Point annotation records:
= = = = =

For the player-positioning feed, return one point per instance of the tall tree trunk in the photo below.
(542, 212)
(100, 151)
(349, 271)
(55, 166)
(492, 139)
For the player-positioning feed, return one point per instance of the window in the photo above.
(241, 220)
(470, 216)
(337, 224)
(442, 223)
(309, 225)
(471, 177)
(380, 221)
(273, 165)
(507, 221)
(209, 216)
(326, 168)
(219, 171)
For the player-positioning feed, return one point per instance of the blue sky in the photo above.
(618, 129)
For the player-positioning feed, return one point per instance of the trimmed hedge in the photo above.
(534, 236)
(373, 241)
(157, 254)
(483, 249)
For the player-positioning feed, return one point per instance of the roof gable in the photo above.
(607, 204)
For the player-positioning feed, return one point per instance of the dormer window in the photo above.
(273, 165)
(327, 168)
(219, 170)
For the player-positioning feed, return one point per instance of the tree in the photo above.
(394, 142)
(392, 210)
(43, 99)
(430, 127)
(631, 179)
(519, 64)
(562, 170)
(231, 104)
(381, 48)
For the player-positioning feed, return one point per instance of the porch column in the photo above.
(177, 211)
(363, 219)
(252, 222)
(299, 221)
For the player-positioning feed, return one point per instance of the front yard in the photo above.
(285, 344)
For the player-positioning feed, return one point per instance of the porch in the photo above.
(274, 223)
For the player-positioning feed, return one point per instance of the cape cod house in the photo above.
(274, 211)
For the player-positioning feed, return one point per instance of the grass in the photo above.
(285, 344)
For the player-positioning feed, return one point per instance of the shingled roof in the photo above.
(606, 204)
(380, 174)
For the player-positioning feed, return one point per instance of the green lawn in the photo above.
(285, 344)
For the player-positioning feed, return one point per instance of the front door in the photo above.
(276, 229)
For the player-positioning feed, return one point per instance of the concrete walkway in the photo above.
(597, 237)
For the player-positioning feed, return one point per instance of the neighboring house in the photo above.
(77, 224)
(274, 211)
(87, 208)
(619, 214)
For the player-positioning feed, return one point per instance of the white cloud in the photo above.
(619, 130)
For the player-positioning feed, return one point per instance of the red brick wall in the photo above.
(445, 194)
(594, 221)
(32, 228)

= = = = =

__Exercise__
Edit the stretch from the line containing "lawn in the photo above." through the end of the records by replacing "concrete walkway" with "paved walkway" and leaving everything else unchanged. Give back only that stretch.

__Task solution__
For the player-positioning feed, return one point per instance of the green lawn in the photo above.
(285, 344)
For the player-positioning feed, return one point per instance of the front door in the photo above.
(276, 229)
For the player-positioning feed, return one point per instance of the paved walkway in the photo above.
(597, 237)
For the player-positioning feed, return one point per instance of the neighboring house in the photo above.
(77, 224)
(274, 211)
(87, 208)
(619, 214)
For the player-positioning feed, return one point per instance of the white cloud in the photo above.
(619, 130)
For the player-positioning feed, return one point per instance of the red brick wall in the photo above.
(445, 194)
(594, 221)
(32, 228)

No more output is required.